PROVIDED PASSAGE:
━━━━━━━━━━━━━━━━

Objective: With travel restrictions lifted, it’s becoming increasingly important for airline and transport business to recoup profits after difficult times with the COVID-19 pandemic. Hence, we want to perform customer segmentation analysis on airline customers using k-means clustering.

Data Source:: https://www.kaggle.com/datasets/felixign/airline-customer

Analysis: In general, one can perform clustering using 2 methods. First, k-means clustering can be performed. The advantages are one can select the numbers of clusters, it runs on small and large datasets, and the results are simple to understand. In particular, the optimal number of clusters can be derived using the ‘Elbow Method.’ The alternative is hierarchical clustering. Here, the algorithm itself decides on how many clusters should be made. However, this method is not useful on large datasets as the results are difficult to visualize. Hence, this method won’t be pursued in this analysis.

━━━━━━━━━━━━━━━━

INFORMATION SHOWN:

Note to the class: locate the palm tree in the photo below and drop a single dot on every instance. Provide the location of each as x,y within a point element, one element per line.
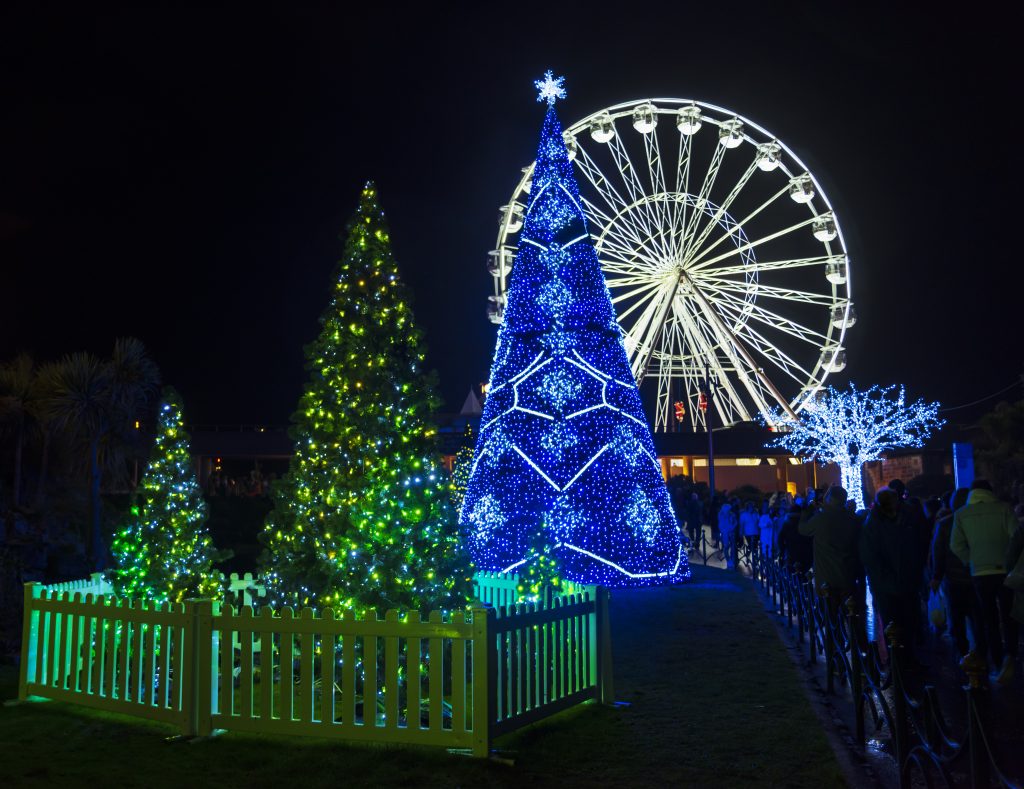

━━━━━━━━━━━━━━━━

EXERCISES:
1. In the airline customer segmentation text, which method is named for finding the optimal number of clusters in k-means clustering?
2. Write the next part of the airline customer segmentation text, picking up after its final sentence.

RESPONSES BY ITEM NUMBER:
1. The Elbow Method.

2.
The dataset includes demographic data, such as one’s work country/province/city and gender, as well as flight timestamps including one’s first light date. To use k-means clustering, all integer-based columns need to be normalized and all categorical variables must be ‘one-hot’ encoded. All work was performed in Python.

Feature Engineering: We believed the length of membership would be an important feature to determine a customer segment. We obtained this value by subtracting the date the latest data was taken from the time they joined the Frequent Flyer Program. We visualized the data as seen below.

Distribution Plot for membership duration in months.

Conclusion: One can see that the optimal number of clusters is about 3 based on the airline customer dataset. As a next step, we could use a decision tree classification algorithm, on the derived clusters, to determine which features characterize each cluster.